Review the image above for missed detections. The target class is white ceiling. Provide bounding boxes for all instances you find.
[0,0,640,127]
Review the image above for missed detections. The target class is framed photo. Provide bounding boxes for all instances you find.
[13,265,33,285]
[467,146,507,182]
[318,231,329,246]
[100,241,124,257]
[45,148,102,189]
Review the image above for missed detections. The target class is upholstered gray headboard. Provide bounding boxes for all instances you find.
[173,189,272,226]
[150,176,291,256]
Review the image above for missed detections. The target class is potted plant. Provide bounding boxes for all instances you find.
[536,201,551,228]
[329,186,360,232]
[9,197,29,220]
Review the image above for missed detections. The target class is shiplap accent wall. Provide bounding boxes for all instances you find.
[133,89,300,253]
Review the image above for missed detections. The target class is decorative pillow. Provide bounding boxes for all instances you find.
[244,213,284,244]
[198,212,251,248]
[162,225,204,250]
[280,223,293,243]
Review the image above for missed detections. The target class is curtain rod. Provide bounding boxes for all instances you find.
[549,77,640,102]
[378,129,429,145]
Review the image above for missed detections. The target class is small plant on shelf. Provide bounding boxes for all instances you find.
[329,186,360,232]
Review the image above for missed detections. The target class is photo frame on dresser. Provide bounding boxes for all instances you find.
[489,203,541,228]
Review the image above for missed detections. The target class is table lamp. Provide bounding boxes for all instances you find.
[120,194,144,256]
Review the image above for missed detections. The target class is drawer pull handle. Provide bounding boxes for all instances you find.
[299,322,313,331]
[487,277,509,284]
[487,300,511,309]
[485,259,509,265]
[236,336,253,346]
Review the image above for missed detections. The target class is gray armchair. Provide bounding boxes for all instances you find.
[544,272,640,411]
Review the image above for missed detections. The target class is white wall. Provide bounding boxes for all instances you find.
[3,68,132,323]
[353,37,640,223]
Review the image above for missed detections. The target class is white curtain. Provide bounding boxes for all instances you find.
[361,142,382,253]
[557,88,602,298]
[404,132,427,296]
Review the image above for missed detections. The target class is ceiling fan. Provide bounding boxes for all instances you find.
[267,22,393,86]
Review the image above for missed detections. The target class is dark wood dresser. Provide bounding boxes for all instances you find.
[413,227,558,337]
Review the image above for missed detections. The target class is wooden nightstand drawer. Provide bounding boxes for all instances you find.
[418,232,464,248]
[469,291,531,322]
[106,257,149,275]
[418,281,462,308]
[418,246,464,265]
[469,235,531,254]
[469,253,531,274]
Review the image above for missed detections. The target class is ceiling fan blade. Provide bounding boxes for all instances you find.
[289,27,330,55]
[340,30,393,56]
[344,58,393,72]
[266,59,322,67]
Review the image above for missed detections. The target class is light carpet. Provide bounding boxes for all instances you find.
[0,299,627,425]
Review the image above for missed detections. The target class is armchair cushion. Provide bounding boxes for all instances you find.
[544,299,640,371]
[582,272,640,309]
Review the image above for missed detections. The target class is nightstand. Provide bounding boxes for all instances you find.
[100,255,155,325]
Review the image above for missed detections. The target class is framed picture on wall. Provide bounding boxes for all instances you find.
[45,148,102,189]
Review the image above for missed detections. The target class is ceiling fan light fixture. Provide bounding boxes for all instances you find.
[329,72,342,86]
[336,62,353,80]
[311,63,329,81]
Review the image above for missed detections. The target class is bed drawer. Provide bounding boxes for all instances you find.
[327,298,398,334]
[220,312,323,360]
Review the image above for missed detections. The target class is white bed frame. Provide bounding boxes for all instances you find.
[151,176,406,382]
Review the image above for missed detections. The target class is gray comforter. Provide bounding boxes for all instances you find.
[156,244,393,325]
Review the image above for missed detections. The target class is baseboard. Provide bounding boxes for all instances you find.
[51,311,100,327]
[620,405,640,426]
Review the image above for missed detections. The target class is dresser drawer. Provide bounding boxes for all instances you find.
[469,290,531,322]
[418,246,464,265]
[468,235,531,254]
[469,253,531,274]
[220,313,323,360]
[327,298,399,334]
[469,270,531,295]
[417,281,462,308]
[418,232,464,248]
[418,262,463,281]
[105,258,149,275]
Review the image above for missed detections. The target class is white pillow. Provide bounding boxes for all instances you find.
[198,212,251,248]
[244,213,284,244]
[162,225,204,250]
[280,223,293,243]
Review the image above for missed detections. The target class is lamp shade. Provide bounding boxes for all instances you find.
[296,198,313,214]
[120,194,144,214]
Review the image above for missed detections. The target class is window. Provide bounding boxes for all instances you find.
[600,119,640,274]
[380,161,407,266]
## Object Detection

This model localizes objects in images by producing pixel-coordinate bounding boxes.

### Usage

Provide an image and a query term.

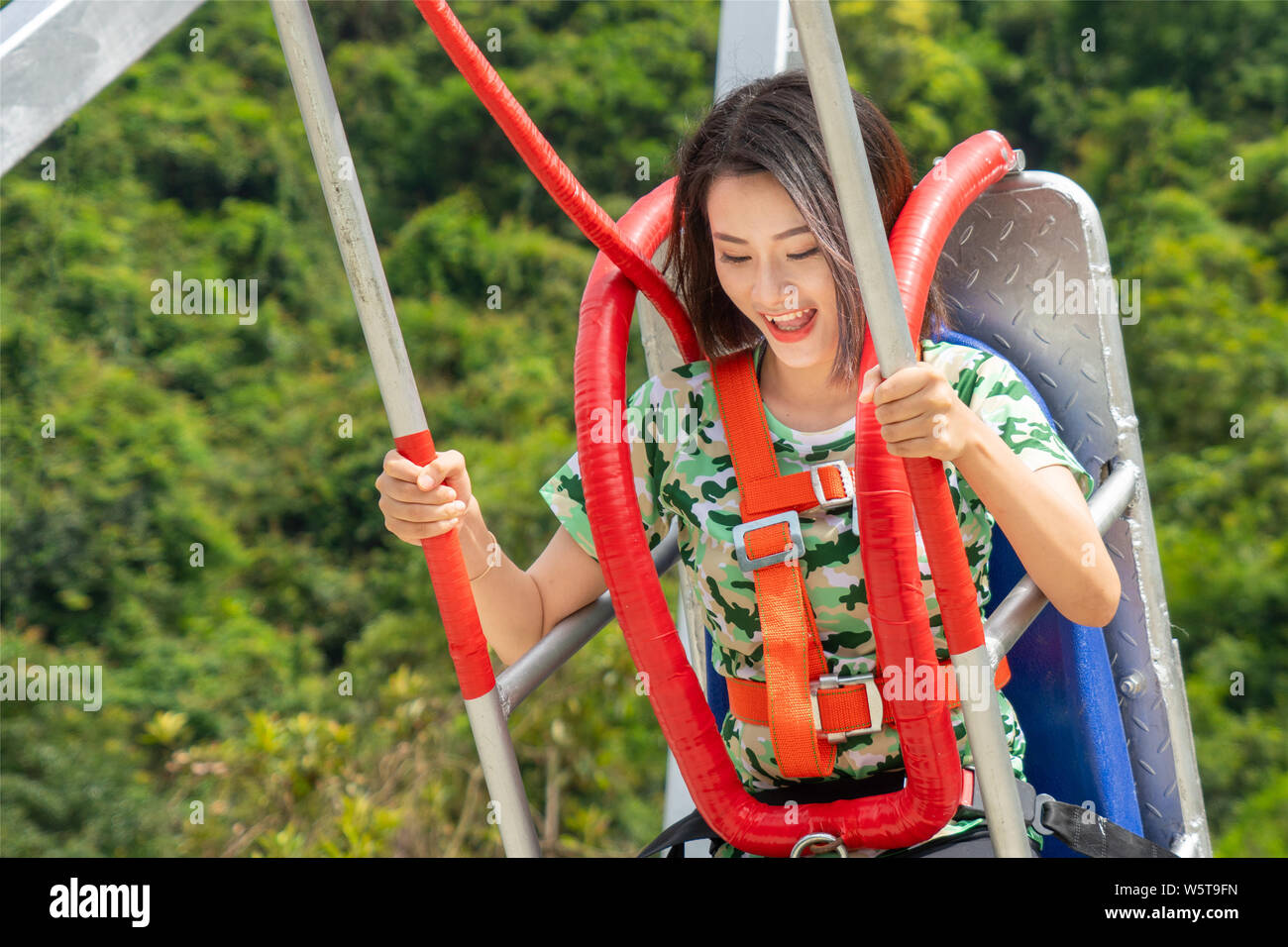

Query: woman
[376,71,1120,857]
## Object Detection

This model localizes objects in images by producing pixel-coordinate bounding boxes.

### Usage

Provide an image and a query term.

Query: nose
[751,262,800,312]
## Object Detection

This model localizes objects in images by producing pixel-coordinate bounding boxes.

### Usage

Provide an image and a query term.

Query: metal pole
[269,0,541,857]
[791,0,1033,858]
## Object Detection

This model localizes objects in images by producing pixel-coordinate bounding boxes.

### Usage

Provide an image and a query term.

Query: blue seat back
[705,331,1142,857]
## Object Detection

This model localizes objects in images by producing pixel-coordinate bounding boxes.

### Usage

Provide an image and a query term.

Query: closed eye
[720,246,819,263]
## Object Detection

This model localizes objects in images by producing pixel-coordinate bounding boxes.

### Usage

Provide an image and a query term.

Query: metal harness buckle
[808,460,855,510]
[808,674,885,743]
[733,510,805,573]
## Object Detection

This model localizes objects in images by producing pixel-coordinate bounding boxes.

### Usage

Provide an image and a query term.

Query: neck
[759,342,859,429]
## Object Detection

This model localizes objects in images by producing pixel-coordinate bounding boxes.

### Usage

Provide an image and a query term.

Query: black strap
[636,770,906,858]
[1042,798,1177,858]
[638,770,1177,858]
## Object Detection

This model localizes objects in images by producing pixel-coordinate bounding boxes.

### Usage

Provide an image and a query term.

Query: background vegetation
[0,0,1288,856]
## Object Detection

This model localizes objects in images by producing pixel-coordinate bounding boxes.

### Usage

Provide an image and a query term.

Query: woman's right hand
[376,450,473,546]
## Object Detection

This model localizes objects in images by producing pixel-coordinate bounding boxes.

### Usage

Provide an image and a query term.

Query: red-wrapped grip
[394,430,496,699]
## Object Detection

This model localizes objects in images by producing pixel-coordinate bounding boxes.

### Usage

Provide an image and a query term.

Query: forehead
[707,171,805,234]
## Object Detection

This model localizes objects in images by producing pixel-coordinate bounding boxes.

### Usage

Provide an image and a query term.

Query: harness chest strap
[711,352,1010,779]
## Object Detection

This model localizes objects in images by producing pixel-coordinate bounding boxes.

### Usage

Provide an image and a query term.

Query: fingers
[376,474,460,504]
[859,365,881,403]
[872,364,935,406]
[377,450,421,488]
[378,494,465,523]
[416,451,465,489]
[375,450,469,545]
[385,517,463,546]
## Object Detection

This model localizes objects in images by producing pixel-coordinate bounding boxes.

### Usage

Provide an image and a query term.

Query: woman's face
[707,171,840,378]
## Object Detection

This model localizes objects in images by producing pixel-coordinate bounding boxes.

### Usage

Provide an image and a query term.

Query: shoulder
[921,342,1027,406]
[631,360,715,414]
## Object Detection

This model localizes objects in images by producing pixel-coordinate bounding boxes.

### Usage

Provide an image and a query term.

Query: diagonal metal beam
[0,0,205,174]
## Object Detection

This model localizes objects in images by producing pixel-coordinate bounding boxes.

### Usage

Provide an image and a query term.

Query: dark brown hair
[662,69,949,385]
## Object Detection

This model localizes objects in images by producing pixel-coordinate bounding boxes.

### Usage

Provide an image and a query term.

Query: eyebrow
[711,224,808,244]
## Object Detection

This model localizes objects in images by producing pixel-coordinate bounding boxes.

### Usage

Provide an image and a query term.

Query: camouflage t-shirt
[541,343,1092,856]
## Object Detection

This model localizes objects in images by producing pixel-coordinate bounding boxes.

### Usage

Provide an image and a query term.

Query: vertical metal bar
[270,0,541,857]
[791,0,1033,858]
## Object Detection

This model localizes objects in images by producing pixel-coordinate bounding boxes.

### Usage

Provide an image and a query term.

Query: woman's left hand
[859,362,979,462]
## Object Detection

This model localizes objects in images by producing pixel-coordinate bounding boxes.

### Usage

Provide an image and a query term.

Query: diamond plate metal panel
[939,171,1211,854]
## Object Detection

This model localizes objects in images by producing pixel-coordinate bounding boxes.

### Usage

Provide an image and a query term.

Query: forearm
[460,496,544,665]
[954,406,1120,627]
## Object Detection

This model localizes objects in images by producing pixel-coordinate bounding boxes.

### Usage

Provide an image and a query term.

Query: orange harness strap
[711,351,1010,779]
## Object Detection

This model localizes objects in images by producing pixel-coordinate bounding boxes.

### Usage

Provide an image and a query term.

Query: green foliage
[0,0,1288,857]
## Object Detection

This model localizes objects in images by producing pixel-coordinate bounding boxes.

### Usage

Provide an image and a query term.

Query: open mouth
[765,309,818,340]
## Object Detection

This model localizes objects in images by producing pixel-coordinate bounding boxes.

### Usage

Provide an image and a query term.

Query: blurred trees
[0,1,1288,856]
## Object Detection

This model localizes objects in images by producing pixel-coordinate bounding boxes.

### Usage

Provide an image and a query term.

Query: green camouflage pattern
[541,343,1094,857]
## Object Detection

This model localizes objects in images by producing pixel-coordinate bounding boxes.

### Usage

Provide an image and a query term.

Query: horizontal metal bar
[496,523,680,719]
[984,460,1140,668]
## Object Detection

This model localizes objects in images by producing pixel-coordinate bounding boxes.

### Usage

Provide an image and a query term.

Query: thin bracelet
[471,530,501,582]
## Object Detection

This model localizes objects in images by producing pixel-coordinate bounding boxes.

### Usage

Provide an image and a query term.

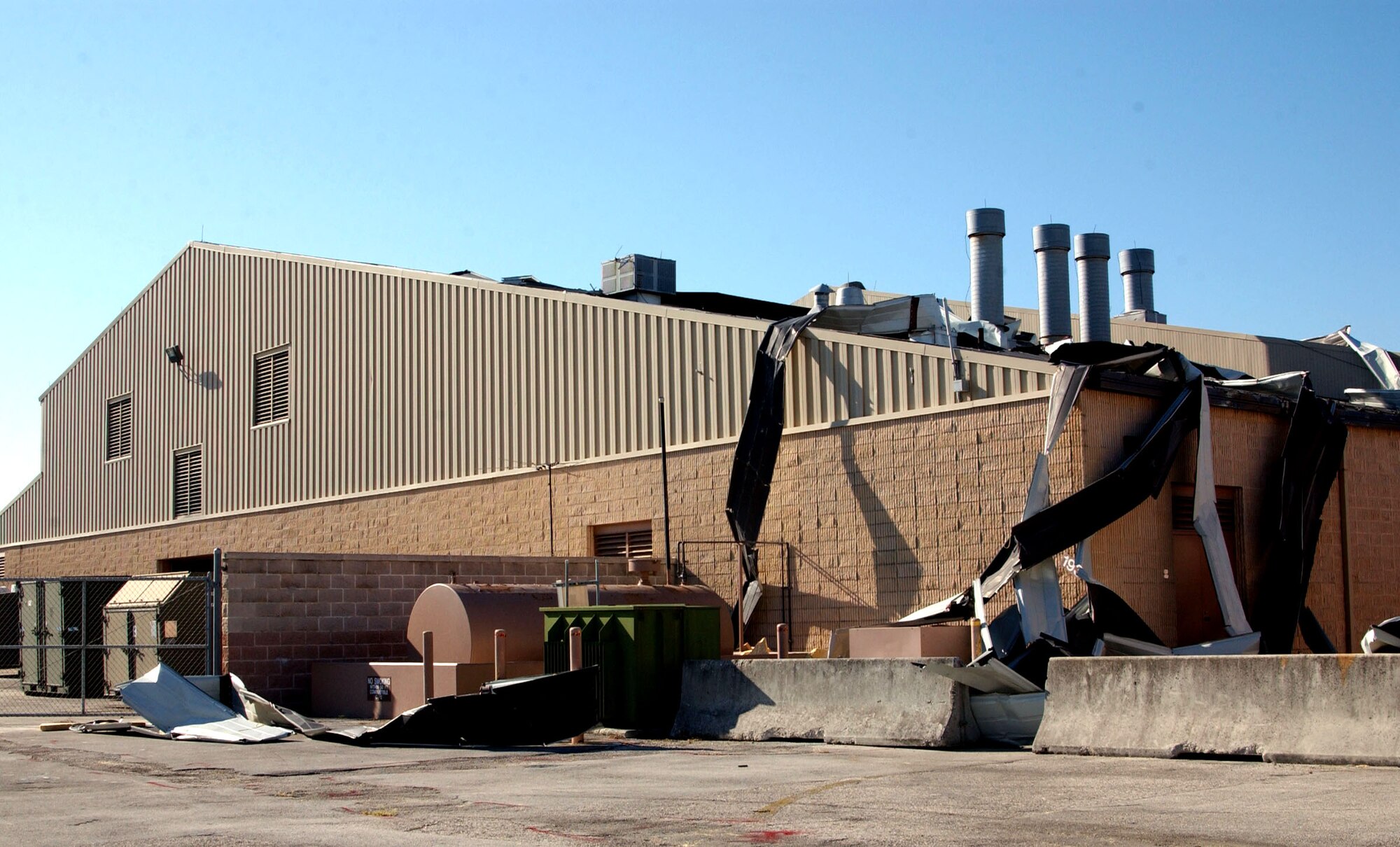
☆ ☆ ☆
WHAT TO WORK ON –
Quote the lines word for word, starting with the line that contains "class is wooden" and going on through the line that contains "[266,59,322,67]", including both of those lines.

TASK RESULT –
Review the image above for missed detections. The target class is wooden nightstand drawer. Provide bounding boxes for all instances you find.
[418,232,464,248]
[469,291,531,322]
[106,257,149,275]
[418,281,462,308]
[418,246,464,265]
[469,235,531,254]
[469,253,531,274]
Review the image above for missed detections. The target class is ceiling fan blade. Provide bounding boxes for all instances you find.
[289,27,330,55]
[340,30,393,56]
[344,58,393,72]
[266,59,322,67]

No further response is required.